◆ **Excerpt to read**:
* * *

#  Face recognition through Eigenfaces

The goal of this exercise is to have a good performing model for face recognition using Eigenfaces. This technique was often used in the earliest of computer vision techniques to perform face recognition.
By now, Eigenfaces have been replaced by techniques based on convolutional neural networks.

Here we have a dataset that is already split up into a training and test set. The faces are coming from 50 different people and each person has 15 pictures original data: http://www.anefian.com/research/face_reco.htm

Some preprocessing has already been performed like cropping and rotation.

From the filename of each picture, the persons ID can be determined. E.g. person22_15.jpg is the 15th picture of the 22th person.

Goals of this exercise:
* Read in the images and extract the ID of the person from the filenames
* Convert the image to black and white
* Scale the images to the same size (150x110)

* * *

◆ **Task input**:
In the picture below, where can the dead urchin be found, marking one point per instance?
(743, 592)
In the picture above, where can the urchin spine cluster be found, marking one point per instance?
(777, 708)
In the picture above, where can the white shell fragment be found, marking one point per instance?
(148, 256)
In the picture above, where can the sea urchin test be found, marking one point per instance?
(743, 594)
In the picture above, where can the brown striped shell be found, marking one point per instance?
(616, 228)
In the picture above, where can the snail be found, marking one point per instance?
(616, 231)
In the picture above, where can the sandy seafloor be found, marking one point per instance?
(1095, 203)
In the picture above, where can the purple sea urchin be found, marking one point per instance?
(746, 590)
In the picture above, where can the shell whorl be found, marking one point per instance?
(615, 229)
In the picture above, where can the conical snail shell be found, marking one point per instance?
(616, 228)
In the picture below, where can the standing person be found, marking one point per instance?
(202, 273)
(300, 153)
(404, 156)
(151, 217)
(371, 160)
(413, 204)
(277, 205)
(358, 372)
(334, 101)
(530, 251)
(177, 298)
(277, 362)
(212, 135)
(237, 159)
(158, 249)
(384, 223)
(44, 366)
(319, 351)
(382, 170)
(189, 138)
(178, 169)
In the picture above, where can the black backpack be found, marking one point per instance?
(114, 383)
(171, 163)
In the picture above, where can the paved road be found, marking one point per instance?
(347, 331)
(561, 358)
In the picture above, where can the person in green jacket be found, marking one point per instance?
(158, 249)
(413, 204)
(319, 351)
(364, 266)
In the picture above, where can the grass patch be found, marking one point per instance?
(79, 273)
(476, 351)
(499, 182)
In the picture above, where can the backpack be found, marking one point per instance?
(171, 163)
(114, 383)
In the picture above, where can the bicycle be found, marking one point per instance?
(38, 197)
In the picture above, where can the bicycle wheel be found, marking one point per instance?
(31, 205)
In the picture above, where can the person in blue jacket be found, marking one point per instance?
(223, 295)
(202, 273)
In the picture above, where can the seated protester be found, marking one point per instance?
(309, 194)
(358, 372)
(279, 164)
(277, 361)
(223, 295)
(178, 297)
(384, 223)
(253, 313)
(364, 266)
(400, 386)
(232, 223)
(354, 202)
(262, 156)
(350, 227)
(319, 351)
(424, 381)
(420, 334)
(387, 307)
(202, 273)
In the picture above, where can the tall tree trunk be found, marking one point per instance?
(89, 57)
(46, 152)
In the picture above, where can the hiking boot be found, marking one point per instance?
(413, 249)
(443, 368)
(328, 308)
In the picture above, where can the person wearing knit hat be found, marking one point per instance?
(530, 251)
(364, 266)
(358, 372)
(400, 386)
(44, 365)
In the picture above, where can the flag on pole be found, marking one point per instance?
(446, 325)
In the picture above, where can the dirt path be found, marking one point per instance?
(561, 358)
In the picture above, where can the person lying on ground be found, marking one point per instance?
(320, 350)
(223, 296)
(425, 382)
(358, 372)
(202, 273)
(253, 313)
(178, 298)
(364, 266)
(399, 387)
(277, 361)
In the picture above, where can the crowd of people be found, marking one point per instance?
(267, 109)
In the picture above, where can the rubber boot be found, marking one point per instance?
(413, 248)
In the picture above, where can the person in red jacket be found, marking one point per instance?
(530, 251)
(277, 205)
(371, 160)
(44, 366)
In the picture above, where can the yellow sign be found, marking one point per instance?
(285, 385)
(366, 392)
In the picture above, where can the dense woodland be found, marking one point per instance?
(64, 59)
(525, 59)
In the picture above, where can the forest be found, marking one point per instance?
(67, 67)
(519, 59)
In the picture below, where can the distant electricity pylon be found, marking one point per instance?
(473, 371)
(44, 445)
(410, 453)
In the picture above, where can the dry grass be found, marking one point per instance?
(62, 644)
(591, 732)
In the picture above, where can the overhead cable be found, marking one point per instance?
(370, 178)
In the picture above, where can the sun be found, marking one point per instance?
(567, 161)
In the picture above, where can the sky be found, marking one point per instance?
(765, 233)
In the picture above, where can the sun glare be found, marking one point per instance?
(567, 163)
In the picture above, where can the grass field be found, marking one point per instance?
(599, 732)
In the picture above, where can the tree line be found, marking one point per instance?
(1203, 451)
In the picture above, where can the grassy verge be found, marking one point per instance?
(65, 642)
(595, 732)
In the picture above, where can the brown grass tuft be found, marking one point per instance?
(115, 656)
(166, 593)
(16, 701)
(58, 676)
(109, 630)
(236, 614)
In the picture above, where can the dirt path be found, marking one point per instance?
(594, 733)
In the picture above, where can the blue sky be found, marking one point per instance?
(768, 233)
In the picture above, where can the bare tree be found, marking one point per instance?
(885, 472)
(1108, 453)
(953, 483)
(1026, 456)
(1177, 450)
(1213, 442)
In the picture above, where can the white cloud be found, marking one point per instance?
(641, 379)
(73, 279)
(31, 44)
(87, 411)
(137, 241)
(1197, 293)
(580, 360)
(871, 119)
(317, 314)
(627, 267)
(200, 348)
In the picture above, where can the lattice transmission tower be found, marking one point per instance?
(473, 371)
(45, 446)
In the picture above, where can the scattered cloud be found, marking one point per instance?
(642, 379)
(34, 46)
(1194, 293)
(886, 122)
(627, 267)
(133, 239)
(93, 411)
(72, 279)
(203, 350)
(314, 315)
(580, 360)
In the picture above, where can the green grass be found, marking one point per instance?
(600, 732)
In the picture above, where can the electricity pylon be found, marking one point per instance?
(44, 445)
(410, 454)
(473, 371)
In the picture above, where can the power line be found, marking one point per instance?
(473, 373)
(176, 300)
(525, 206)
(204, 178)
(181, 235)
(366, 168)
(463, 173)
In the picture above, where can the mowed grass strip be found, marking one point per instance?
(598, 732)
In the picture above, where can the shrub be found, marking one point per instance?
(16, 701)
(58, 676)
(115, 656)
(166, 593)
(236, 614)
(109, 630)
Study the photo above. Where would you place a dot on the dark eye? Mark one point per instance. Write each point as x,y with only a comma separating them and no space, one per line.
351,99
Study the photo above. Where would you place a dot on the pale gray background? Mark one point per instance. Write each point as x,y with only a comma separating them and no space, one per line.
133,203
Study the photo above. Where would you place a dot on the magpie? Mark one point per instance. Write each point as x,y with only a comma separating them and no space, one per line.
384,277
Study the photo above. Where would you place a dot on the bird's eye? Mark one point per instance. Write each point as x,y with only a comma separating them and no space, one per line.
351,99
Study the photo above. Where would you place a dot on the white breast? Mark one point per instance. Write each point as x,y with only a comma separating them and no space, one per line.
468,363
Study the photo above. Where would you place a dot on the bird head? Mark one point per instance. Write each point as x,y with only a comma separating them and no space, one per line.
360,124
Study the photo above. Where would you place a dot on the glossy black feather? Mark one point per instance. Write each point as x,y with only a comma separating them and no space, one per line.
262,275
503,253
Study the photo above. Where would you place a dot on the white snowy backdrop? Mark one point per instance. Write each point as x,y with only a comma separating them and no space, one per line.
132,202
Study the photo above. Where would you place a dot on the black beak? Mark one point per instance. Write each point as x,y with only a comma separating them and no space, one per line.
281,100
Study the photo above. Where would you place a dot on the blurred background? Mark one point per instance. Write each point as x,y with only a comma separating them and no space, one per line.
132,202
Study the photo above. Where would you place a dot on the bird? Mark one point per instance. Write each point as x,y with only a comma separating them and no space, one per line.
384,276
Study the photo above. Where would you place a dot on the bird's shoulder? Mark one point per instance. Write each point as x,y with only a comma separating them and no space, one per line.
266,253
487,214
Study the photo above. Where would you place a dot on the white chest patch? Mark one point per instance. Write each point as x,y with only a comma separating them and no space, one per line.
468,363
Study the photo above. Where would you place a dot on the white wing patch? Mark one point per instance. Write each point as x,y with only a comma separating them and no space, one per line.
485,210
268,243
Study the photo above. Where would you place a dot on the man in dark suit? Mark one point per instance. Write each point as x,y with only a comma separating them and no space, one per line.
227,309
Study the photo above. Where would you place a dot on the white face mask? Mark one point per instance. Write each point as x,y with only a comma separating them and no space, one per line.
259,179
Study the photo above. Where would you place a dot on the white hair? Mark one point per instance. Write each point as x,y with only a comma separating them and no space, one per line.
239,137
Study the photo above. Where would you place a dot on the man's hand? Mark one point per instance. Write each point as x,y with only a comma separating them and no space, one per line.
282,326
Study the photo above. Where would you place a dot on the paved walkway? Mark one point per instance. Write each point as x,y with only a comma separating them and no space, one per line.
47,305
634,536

* * *

◆ **What to work on**:
1) Quote the face recognition text word for word, starting at "Goals of this" and ending at "same size (150x110)".
2) How many lines of the rows contain the string "patch", with case taken into account? Reply with the number alone.
The rows are unrelated to the face recognition text.

◆ **Final answers**:
1)
Goals of this exercise:
* Read in the images and extract the ID of the person from the filenames
* Convert the image to black and white
* Scale the images to the same size (150x110)

2) 3